__Problem__: Check each line of the entries below for the word "chested", then state how many lines have it and nothing more.

__Data in this exercise__:
-*-*-

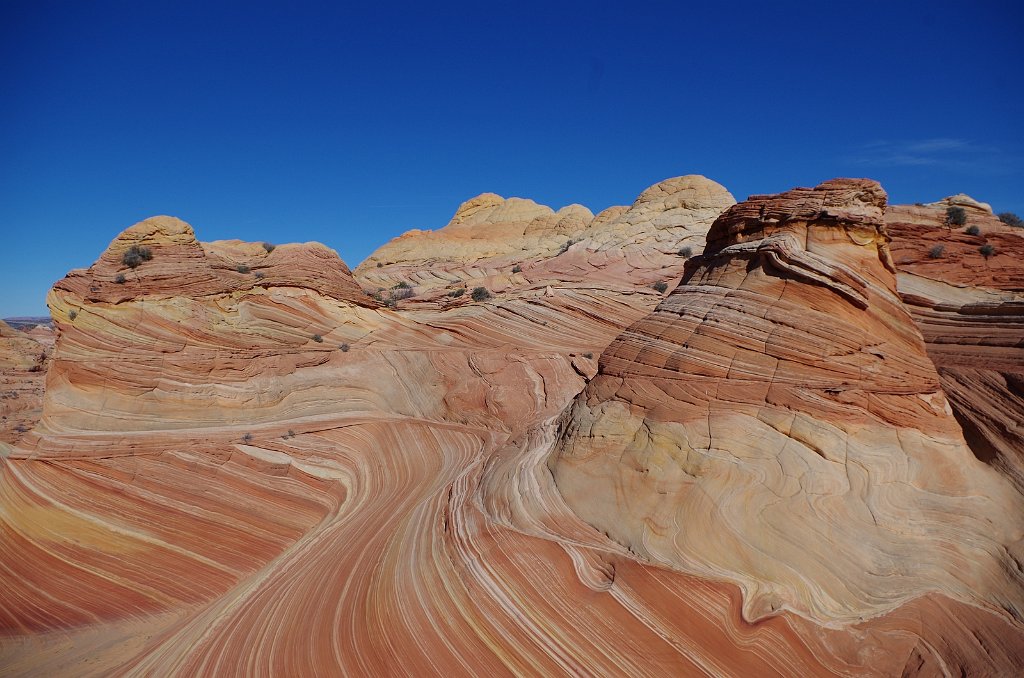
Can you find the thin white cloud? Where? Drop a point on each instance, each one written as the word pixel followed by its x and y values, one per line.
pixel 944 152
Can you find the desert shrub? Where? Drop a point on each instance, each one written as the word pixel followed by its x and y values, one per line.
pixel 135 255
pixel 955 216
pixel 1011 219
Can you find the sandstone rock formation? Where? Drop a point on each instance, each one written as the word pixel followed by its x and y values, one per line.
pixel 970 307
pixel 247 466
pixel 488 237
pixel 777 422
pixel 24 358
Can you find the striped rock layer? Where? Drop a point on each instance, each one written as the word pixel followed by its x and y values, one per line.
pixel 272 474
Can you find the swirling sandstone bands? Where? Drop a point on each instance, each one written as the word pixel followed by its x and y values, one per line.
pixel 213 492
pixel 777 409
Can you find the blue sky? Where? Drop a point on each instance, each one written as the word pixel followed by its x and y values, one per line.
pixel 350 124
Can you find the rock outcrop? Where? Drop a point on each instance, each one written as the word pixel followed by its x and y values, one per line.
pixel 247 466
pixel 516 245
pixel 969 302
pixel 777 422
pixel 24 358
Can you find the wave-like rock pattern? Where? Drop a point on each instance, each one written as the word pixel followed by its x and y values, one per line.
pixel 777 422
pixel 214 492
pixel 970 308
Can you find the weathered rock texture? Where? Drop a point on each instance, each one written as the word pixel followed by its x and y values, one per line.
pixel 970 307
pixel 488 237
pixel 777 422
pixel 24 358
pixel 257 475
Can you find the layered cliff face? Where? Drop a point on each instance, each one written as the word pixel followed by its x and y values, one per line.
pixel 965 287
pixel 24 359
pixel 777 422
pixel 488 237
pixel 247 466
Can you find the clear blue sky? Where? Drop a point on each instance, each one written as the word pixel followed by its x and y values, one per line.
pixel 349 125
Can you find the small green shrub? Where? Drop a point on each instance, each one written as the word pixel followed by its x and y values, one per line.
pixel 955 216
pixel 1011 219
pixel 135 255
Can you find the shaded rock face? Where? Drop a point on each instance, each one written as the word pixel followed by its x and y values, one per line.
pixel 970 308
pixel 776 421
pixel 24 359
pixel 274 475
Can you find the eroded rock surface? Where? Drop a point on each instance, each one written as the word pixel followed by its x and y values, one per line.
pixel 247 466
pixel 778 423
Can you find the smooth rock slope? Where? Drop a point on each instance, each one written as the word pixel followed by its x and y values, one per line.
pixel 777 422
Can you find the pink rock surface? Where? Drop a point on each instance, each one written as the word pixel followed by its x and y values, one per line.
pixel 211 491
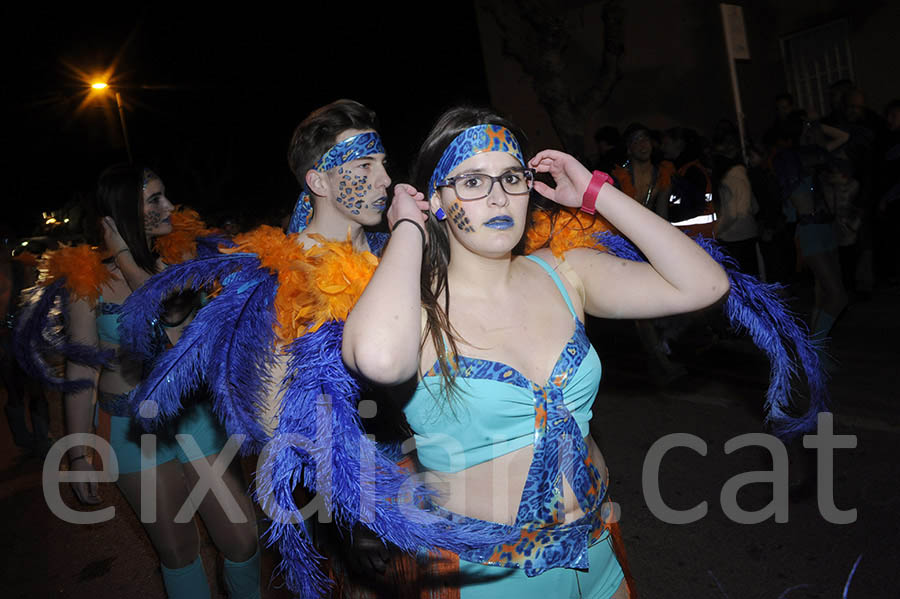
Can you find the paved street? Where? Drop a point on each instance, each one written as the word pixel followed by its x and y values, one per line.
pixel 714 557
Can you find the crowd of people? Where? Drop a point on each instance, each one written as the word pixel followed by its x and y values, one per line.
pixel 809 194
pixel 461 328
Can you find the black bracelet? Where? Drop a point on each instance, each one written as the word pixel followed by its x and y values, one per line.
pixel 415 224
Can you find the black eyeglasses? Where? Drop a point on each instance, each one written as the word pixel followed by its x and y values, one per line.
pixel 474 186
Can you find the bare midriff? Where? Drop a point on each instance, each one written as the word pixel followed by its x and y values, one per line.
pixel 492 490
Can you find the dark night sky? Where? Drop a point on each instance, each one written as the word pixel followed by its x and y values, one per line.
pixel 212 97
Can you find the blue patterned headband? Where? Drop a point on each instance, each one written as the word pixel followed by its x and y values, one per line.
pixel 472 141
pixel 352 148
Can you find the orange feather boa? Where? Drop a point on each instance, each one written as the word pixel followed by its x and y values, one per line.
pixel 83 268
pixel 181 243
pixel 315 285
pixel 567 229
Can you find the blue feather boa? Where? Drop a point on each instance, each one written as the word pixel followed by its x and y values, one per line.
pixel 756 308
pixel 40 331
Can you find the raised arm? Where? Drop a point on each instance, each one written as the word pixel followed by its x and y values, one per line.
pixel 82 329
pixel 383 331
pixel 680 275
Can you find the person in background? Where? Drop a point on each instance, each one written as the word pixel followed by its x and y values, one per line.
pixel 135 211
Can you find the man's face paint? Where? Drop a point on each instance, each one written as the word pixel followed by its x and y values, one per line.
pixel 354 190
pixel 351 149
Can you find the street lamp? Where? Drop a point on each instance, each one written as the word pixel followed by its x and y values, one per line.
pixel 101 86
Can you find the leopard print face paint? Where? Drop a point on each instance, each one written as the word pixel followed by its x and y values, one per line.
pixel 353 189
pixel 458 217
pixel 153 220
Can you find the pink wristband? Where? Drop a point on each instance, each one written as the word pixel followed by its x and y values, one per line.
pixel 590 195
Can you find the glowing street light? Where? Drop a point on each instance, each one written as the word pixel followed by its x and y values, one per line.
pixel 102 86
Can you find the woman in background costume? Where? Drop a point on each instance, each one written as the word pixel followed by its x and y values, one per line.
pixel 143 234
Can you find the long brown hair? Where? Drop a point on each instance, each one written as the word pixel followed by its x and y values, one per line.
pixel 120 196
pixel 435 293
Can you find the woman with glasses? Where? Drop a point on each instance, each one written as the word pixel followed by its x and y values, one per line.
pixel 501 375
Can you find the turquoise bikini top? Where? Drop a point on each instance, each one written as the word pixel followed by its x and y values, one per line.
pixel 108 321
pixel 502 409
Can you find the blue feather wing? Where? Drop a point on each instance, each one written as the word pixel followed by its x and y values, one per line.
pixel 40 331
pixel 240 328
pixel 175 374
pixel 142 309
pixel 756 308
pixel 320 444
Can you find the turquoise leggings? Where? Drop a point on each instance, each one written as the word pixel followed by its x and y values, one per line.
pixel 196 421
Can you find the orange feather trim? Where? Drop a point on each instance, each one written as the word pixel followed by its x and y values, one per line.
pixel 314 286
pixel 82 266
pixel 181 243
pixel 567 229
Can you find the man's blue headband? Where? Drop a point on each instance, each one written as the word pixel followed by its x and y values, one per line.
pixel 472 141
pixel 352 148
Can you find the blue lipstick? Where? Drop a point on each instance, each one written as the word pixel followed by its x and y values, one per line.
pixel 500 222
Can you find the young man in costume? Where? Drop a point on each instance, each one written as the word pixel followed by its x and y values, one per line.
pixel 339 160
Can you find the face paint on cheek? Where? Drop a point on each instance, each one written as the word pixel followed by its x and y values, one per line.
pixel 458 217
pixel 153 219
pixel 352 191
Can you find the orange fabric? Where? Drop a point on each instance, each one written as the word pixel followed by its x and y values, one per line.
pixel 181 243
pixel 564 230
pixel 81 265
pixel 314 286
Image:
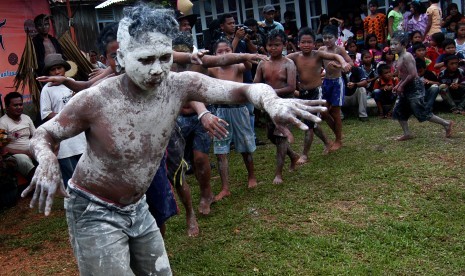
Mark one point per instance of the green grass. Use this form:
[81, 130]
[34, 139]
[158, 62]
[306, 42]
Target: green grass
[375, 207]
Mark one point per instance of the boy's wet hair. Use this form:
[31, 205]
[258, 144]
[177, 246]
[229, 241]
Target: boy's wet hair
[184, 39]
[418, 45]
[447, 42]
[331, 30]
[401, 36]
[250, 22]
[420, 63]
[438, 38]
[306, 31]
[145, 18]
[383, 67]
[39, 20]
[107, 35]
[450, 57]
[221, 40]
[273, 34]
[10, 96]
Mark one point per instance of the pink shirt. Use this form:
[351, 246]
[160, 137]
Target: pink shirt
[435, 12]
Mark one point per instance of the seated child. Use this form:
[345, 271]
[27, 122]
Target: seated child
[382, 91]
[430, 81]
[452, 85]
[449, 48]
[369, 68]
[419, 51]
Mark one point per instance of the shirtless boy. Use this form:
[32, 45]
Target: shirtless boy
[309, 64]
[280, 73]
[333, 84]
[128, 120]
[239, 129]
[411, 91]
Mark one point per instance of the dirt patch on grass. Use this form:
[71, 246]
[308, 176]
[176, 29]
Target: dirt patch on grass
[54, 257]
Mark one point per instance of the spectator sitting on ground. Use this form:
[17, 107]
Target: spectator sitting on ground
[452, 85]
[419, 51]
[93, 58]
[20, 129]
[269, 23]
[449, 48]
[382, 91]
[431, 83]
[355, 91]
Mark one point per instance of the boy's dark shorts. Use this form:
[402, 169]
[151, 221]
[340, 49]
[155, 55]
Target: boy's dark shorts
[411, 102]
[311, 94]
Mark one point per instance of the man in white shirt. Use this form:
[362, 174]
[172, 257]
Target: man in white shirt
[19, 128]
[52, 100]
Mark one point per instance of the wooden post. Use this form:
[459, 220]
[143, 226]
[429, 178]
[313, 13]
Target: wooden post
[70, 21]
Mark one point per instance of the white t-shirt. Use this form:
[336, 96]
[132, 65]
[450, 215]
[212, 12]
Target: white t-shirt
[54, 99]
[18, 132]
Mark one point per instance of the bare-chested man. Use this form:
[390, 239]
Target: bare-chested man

-*-*-

__Your solution__: 2